• Do this:
Pick up the notebook on NLP modeling of legal court text below and keep writing it from the point where it stops.
[Text extract start]
# NLP Modelling on Legal Court Text

*Yi Yin*

## Table of Contents

1. Enviroment Information
2. Read PDF files
3. Unsupervised Learning using LDA


### 1. Environment Information

- show the python version and system for this computer
- help others who use this code to produce replicable result

In [1]:
import IPython

# Information of my Python version, computer system
print(IPython.sys_info())

{'commit_hash': '523ed2fe5',
 'commit_source': 'installation',
 'default_encoding': 'UTF-8',
 'ipython_path': '/anaconda/envs/nlp/lib/python3.6/site-packages/IPython',
 'ipython_version': '7.2.0',
 'os_name': 'posix',
 'platform': 'Darwin-18.5.0-x86_64-i386-64bit',
 'sys_executable': '/anaconda/envs/nlp/bin/python',
 'sys_platform': 'darwin',
 'sys_version': '3.6.8 |Anaconda, Inc.| (default, Dec 29 2018, 19:04:46) \n'
                '[GCC 4.2.1 Compatible Clang 4.0.1 (tags/RELEASE_401/final)]'}


### 2.Read PDF files

In [2]:
# import pdfminer and to read PDF files
from pdfminer.pdfinterp import PDFResourceManager, PDFPageInterpreter
from pdfminer.converter import TextConverter
from pdfminer.layout import LAParams
from pdfminer.pdfpage import PDFPage

# import io (input and output); BytesIO encode string to byte object
from io import BytesIO

# extract all file name in a folder, for the convenience of reading PDF files
import glob

# latter use to store cleaned string into json file
import simplejson as json

# re (regular expression) to find string with certain patterns
import re

#### A function to read PDF file:
 
    pdf_file: the filename of PDF (including the path (i.e location) )
    return: contentt of the PDF (string in Byte object,
    remember we use BytesIO to encode our string result)


In [4]:
def read_pdf(pdf_file):

    resource_mgr = PDFResourceManager()
    retstr = BytesIO()
    codec = 'utf-8'
    laparams = LAParams()
    device = TextConverter(resource_mgr, retstr, codec=codec, laparams=laparams)
    interpreter = PDFPageInterpreter(resource_mgr, device)
    fp = open(pdf_file, 'rb')
    maxpages = 0
    caching = True
    pagenos = set()
    
    for page in PDFPage.get_pages(fp, pagenos, 
                                  maxpages=maxpages, 
                                  caching=caching, 
                                  check_extractable=True):
        interpreter.process_page(page)

    result_str = retstr.getvalue()
    
    fp.close()
    device.close()
    retstr.close()
[Text extract end]
[Supplied entries start]
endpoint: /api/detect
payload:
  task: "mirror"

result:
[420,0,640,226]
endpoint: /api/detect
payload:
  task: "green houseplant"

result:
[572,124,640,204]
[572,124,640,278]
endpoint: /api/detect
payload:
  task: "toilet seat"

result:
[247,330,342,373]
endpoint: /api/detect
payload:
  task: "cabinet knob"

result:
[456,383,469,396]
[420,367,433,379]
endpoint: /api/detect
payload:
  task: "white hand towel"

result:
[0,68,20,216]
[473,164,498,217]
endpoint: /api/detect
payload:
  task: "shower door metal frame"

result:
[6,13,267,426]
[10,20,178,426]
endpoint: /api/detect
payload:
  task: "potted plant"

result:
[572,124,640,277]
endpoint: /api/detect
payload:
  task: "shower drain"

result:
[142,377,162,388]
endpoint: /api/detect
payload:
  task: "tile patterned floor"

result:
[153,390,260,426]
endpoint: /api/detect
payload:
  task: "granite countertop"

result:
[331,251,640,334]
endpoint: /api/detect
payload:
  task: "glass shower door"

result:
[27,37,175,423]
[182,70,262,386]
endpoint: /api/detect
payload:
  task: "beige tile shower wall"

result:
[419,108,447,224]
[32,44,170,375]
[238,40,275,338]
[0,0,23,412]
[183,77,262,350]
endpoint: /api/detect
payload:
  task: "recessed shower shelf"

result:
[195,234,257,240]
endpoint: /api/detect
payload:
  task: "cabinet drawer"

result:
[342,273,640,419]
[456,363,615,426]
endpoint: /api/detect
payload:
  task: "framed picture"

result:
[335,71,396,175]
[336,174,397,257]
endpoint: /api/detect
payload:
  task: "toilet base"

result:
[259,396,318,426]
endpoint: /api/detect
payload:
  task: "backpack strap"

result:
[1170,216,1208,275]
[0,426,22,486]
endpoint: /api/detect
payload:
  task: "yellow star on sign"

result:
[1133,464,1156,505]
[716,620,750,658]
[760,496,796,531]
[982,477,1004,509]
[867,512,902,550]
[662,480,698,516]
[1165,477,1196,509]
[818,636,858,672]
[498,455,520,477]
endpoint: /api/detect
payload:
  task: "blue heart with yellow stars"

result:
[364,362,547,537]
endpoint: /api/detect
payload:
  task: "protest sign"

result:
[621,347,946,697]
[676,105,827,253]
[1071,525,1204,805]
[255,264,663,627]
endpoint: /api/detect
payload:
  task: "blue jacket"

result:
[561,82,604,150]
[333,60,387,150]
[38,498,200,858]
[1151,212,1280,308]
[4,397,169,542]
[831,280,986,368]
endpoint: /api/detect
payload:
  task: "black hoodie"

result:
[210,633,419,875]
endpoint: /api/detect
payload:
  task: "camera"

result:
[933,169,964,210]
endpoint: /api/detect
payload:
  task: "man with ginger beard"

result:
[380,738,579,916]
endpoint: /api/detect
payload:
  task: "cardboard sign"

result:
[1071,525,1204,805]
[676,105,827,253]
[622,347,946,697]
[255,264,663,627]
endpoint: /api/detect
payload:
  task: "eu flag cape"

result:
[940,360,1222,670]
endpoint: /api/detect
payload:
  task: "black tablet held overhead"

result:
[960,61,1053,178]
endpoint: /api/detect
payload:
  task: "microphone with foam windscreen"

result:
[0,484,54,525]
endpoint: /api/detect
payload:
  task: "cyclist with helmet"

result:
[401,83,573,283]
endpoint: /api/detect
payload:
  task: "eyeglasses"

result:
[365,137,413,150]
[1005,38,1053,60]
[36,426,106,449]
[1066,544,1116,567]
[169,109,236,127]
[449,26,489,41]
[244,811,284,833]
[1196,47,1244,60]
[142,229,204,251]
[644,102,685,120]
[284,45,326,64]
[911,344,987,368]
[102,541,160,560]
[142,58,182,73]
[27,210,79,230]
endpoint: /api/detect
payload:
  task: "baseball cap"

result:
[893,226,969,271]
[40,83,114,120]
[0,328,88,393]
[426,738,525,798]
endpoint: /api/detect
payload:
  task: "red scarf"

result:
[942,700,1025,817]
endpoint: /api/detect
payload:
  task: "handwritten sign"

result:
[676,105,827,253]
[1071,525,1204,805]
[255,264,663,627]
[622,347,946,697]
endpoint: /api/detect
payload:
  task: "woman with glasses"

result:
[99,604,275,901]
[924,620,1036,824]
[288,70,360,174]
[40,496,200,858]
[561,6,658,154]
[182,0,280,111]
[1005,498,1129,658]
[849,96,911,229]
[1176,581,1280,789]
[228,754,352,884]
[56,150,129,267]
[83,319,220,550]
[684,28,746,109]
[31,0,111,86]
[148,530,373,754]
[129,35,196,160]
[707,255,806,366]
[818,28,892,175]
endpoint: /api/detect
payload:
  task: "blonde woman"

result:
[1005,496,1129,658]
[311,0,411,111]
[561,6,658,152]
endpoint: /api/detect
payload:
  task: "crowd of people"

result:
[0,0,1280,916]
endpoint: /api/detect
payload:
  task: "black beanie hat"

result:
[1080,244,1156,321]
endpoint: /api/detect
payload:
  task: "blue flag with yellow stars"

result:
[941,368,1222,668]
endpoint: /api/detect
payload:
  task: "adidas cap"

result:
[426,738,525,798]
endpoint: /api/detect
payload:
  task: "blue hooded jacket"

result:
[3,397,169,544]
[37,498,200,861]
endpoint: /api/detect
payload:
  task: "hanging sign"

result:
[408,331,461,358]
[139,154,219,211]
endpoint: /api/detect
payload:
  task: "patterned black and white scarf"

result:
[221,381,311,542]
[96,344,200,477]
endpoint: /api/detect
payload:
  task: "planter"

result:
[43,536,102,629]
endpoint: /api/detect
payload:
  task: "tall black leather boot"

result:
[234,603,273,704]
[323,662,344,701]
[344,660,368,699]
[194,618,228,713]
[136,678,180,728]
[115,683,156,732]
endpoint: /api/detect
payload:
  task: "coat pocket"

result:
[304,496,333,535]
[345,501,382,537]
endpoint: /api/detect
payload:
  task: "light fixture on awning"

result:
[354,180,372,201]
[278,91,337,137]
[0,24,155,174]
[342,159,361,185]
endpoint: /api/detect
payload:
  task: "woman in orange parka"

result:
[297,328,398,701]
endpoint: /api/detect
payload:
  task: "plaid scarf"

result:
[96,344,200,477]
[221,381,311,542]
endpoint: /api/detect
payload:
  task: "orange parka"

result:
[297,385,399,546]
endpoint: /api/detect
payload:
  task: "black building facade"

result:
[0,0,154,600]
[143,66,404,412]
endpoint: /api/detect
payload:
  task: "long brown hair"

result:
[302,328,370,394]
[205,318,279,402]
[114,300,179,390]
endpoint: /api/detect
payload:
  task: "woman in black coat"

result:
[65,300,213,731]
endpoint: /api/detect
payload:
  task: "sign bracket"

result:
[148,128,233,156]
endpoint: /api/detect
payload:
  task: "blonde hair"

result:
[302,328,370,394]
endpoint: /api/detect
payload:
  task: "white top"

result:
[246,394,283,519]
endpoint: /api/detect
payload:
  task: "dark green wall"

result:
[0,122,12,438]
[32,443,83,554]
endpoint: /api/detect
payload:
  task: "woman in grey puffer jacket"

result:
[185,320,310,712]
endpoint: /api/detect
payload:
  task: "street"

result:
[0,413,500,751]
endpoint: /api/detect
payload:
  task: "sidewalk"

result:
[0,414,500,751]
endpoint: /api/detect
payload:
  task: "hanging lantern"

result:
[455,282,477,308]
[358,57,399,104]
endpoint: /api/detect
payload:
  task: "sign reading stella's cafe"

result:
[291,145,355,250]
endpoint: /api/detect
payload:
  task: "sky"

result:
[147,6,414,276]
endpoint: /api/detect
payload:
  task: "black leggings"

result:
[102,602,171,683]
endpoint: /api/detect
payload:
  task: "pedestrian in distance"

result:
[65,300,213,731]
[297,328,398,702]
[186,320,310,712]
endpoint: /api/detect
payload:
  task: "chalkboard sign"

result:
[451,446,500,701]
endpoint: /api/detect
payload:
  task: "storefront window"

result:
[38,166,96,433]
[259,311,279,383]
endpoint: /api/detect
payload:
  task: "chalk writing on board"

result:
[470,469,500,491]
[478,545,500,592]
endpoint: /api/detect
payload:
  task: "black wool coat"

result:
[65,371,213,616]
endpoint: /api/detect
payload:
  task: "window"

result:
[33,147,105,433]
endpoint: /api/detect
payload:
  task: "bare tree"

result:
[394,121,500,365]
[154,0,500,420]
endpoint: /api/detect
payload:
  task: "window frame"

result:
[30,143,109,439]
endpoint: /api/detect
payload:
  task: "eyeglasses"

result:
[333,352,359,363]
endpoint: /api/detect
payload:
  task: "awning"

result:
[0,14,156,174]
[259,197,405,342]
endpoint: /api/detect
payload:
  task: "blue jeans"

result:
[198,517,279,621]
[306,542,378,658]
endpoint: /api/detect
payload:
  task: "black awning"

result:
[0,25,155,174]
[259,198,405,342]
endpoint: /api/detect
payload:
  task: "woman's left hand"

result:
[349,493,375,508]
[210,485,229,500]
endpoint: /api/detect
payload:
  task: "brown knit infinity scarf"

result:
[Supplied entries end]
• Task answer:
    return result_str

In [6]:
case_list = glob.glob('./case_test/*.pdf')
# a list to store the name of the pdf
pdf_name = []
# a list to store the content of the pdf
pdf_content = []

# a loop to read all the pdf and store their name and content to the respective list
for case in case_list:
    pdf_name.append(case.replace('./case_test/', '').replace('.pdf', ''))
    pdf_content.append(read_pdf(case))

In [7]:
pdf_content[0][:300]

b'Intellectual Ventures I LLC v. Motorola Mobility LLC, 870 F.3d 1320 (2017)\n124 U.S.P.Q.2d 1129\n\n870 F.3d 1320\n\nUnited States Court of Appeals,\n\nFederal Circuit.\n\nINTELLECTUAL VENTURES I LLC, Intellectual Ventures II LLC, Plaintiffs\xe2\x80\x93Appellees\n\nMOTOROLA MOBILITY LLC, fka Motorola Mobility, INC., Def'

Decode the PDF contents

In [8]:
court_text = []
for content in pdf_content:
    # decode every pdf file content, sepecify the decode style "utf-8"
    # p.s. "utf-8" is the most commom encoding sytle today
    decoded_content = content.decode("utf-8") 
    court_text.append(decoded_content) 

In [17]:
type(court_text[0])

str

### 3. Unsupervised Learning using Latent Dirichlet Allocation (LDA) 

Latent Dirichlet Allocation (LDA) is a popular topic modelling tool.

In [32]:
from nltk.tokenize import StanfordTokenizer
from nltk.stem.snowball import EnglishStemmer

In [23]:
import nltk
# remove English stop words such as "the" "a" "and"
from nltk.corpus import stopwords

In [24]:
stopwords = set(stopwords.words('english'))

In [38]:
#  A custom regex tokenizer to get rid of all puctuation
tokenizer = RegexpTokenizer(r'\w+')
token_court = []
for text in court_text:
    # remove all the hyperlikn
    text = re.sub(r'http\S+', '', text, flags=re.MULTILINE) 
    # get rid of all puctuation
    toks = tokenizer.tokenize(text)
    # Stem the tokens 
    stemd = [EnglishStemmer().stem(tok) for tok in toks if not tok in stopwords]
    # combine every loop result
    token_court.append(stemd)


Prepare the Bag of Words for LDA model

In [50]:
from gensim.corpora.dictionary import Dictionary
# Create a corpus from tokenized job description
gen_dictionary = Dictionary(token_court)
common_corpus = [gen_dictionary.doc2bow(text) for text in token_court]

In [47]:
# Train the model on the corpus.
lda = LdaModel(common_corpus, num_topics = 2, id2word=gen_dictionary, passes=10)

In [48]:
topics = lda.print_topics(num_words=5)
for topic in topics:
    print(topic)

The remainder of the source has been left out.